From the first line of the data below through the line holding "e.g. [[2, 99]]", output each line exactly and leave the pictures out.

— Image point grounding data —
::::::::

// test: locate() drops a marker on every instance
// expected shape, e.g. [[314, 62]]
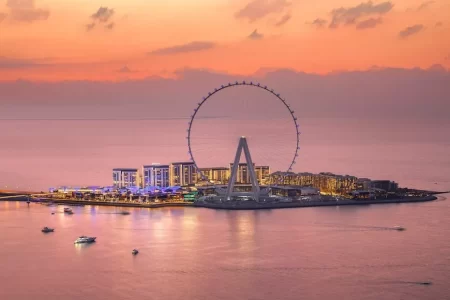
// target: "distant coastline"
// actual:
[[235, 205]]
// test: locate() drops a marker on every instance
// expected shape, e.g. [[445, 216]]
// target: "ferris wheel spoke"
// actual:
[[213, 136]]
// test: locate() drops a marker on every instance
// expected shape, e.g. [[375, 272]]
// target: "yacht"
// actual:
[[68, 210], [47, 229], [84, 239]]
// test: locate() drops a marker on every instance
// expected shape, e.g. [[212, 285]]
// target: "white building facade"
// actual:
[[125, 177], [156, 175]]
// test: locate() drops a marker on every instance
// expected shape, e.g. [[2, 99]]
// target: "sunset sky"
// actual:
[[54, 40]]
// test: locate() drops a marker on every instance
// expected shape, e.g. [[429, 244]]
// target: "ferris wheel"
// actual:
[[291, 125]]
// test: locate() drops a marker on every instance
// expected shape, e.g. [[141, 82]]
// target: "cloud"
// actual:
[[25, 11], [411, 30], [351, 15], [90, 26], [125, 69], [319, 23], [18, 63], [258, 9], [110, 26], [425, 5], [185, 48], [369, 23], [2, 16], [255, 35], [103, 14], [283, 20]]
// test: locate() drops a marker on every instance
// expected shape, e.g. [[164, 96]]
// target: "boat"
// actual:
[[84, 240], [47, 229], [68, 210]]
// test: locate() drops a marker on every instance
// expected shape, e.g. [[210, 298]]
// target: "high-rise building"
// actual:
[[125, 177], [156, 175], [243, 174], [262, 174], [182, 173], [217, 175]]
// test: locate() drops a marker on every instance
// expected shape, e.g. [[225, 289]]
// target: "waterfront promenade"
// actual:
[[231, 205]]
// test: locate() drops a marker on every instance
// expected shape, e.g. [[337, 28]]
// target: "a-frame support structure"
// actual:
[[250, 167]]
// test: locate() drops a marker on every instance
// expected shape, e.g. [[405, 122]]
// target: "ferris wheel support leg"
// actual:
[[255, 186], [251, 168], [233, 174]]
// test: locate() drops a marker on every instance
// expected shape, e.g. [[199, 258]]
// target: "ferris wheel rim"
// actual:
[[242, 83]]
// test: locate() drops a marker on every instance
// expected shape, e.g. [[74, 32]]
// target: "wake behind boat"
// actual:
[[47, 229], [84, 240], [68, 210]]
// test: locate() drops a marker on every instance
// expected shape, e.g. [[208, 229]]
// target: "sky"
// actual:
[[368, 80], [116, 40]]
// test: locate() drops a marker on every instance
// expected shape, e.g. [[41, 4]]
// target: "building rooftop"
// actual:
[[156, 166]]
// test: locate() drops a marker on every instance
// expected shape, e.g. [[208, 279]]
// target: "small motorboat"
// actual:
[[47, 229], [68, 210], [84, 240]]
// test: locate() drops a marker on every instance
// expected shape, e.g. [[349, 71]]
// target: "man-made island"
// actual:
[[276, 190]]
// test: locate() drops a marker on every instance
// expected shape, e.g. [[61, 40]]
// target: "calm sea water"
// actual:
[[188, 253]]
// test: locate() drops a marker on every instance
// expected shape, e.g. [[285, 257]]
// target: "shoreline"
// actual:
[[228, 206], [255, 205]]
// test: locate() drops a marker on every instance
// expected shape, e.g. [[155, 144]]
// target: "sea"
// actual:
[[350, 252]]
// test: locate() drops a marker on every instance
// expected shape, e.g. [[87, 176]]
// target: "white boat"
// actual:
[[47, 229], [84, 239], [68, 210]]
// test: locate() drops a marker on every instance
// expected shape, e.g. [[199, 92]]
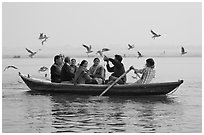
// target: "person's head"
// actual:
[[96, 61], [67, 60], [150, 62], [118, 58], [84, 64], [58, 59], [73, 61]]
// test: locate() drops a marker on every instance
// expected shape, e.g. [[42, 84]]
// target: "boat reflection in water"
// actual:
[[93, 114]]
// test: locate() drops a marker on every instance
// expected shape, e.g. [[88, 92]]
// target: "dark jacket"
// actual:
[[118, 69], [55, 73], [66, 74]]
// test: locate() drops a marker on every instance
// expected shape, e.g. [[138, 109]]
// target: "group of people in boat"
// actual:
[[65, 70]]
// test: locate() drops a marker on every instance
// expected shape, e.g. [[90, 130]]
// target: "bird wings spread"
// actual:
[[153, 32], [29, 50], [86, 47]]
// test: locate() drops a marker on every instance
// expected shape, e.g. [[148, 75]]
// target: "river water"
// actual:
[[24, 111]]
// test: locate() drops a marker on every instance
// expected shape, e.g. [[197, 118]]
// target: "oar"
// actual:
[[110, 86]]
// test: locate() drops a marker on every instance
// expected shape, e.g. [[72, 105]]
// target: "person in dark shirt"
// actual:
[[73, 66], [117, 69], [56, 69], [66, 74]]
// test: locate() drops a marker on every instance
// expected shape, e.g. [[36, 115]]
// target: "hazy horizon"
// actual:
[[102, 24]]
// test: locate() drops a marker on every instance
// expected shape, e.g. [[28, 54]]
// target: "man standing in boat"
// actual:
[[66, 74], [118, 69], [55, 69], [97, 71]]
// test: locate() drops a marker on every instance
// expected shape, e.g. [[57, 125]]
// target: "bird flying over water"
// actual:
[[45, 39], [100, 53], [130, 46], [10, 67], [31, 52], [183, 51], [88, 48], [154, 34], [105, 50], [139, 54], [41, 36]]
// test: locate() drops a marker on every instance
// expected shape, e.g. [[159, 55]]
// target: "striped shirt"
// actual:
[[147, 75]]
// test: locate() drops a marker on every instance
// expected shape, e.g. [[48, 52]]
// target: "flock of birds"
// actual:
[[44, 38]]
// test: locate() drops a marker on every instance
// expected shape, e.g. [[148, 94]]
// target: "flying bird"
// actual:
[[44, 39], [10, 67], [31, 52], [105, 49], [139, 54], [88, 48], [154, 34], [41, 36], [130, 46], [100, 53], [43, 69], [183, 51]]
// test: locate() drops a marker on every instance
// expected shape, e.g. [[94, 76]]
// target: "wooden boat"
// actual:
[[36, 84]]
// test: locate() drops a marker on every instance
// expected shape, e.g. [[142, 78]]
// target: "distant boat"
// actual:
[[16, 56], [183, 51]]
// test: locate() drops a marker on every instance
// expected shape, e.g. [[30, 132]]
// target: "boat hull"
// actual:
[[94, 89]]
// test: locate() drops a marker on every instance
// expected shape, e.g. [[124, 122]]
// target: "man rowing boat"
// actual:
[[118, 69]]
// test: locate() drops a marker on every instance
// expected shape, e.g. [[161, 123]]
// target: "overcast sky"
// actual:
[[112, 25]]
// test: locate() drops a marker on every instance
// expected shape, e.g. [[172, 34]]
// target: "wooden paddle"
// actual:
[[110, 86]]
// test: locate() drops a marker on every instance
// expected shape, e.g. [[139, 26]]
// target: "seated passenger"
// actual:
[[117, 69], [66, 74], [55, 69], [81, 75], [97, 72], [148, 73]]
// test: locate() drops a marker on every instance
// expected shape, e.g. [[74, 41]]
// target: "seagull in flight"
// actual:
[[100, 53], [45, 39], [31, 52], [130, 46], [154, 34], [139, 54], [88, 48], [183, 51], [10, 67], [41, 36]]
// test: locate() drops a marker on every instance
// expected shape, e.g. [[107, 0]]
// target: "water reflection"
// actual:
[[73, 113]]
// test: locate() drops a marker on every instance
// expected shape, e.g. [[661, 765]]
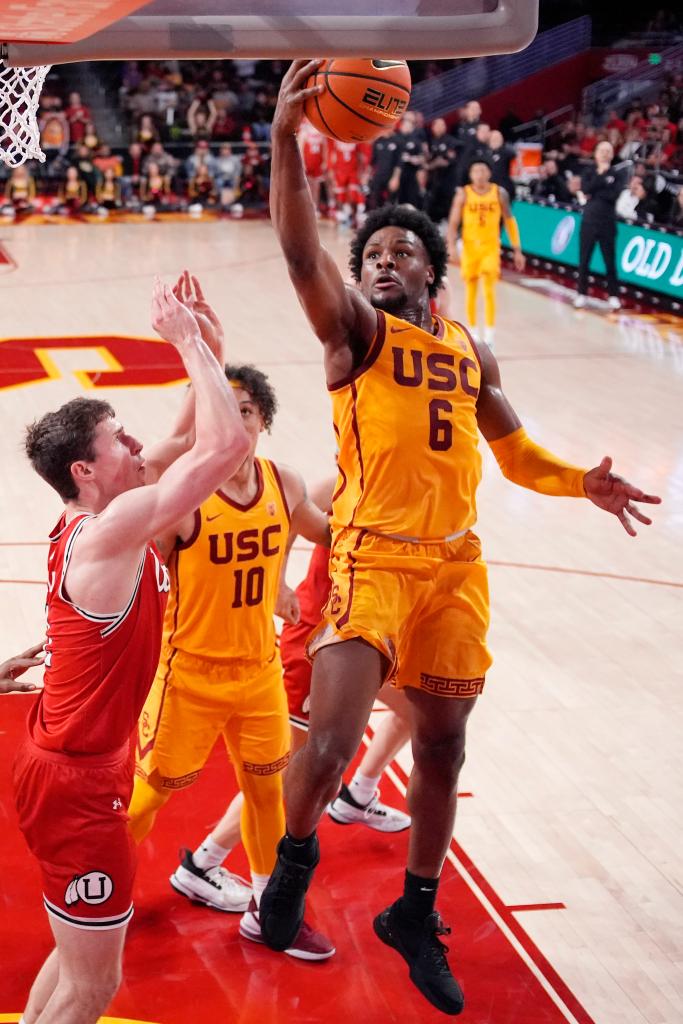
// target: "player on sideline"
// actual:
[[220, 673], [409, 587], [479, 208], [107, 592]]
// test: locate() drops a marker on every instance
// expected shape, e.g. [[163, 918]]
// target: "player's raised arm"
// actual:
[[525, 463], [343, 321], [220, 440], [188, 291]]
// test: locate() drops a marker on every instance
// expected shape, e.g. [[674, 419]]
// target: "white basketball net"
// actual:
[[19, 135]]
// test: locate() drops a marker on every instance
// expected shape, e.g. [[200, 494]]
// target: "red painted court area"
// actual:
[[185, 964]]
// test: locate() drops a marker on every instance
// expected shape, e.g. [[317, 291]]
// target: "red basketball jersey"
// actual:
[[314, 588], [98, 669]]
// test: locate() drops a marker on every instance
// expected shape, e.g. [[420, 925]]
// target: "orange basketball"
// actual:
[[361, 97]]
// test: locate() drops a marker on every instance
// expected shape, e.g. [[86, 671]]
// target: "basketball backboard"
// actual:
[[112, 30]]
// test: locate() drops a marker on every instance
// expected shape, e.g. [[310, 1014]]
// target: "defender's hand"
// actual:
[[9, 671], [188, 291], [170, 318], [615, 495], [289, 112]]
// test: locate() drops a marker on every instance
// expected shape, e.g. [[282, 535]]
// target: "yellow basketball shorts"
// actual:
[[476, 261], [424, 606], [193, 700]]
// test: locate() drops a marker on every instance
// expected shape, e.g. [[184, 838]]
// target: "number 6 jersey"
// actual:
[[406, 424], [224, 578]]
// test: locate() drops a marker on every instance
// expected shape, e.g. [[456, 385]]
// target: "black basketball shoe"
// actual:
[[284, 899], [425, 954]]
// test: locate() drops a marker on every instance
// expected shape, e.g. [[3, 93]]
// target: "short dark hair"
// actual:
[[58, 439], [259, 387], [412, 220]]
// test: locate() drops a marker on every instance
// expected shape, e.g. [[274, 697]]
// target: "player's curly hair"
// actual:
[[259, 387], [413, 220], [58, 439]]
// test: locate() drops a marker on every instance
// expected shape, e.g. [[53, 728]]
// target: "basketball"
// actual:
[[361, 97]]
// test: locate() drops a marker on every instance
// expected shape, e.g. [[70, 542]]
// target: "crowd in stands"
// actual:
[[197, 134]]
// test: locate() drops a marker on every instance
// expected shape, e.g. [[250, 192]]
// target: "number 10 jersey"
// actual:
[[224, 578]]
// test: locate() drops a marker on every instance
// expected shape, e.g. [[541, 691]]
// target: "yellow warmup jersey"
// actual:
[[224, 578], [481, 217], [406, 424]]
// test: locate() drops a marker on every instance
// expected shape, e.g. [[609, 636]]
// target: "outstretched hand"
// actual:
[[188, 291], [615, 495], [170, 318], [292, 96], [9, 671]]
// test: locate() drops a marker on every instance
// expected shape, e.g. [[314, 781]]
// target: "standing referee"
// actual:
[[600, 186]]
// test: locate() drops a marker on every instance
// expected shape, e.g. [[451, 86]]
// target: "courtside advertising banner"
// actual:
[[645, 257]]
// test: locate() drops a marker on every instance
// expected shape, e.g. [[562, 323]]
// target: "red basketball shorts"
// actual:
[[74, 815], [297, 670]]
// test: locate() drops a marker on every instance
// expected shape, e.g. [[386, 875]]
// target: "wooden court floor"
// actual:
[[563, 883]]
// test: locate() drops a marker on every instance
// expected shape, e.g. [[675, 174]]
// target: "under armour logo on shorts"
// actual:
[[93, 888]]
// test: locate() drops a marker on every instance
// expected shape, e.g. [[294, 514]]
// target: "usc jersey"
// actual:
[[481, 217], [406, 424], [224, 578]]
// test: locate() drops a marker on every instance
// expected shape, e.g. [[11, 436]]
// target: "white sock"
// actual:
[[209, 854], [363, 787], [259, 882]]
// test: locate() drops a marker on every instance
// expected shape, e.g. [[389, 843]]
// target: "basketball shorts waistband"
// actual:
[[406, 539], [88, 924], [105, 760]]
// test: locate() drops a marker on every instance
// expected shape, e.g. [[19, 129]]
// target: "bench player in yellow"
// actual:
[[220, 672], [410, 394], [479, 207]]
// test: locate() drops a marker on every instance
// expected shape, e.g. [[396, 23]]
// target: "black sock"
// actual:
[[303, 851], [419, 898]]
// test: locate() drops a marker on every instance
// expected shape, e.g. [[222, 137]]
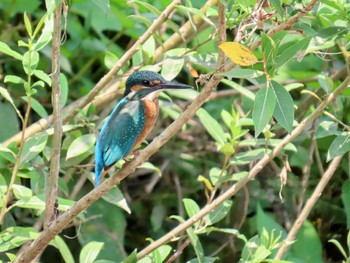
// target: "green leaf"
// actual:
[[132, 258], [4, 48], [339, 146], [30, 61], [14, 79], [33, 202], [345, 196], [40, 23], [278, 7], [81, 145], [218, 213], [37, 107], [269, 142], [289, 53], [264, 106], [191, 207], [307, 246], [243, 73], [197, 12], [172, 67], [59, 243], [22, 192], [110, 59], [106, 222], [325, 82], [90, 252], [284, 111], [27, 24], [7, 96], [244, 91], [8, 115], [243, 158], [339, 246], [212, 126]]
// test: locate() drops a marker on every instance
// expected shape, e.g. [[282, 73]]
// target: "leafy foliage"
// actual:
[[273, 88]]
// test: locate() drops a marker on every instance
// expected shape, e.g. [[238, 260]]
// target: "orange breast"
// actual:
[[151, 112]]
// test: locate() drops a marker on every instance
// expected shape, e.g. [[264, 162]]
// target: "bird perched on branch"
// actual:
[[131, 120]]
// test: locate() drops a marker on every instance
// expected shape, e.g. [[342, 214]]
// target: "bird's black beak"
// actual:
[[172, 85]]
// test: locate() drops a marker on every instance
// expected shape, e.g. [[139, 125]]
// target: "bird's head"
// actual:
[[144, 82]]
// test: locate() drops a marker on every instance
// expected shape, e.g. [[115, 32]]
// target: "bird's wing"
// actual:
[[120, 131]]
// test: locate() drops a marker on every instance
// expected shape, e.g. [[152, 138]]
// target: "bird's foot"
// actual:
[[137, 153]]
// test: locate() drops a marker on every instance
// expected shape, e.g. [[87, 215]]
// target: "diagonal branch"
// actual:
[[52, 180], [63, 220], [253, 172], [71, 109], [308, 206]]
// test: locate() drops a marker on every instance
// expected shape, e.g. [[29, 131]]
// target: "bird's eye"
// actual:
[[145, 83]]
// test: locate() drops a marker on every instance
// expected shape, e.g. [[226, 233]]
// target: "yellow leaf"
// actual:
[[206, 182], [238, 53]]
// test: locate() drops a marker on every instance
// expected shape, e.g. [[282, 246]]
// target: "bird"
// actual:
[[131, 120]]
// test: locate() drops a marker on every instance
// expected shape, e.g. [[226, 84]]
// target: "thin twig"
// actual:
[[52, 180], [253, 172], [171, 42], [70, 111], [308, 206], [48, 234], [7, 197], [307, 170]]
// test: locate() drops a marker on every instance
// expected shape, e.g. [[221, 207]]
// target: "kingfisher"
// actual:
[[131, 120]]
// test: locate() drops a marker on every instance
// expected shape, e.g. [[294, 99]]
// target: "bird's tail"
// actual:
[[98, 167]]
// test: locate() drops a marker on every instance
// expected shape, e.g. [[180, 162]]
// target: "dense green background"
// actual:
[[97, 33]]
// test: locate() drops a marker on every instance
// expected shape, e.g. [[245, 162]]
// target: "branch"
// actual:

::::::::

— FINISHED TASK —
// test: locate() drops a marker on every instance
// expected shape, e.g. [[314, 62]]
// target: "distant coastline"
// actual:
[[235, 205]]
// test: locate() drops a marker on every instance
// expected shape, e.g. [[445, 216]]
// target: "ferris wheel spoke"
// actual:
[[213, 136]]
// test: locate() drops a marker on every instance
// expected shape, e.g. [[375, 272]]
// target: "yacht"
// actual:
[[68, 210], [47, 229], [84, 239]]
// test: locate() drops a marker on every instance
// expected shape, e.g. [[212, 285]]
// target: "white building facade"
// actual:
[[125, 177], [156, 175]]
// test: locate() drops a marker on every instance
// expected shape, e.g. [[2, 99]]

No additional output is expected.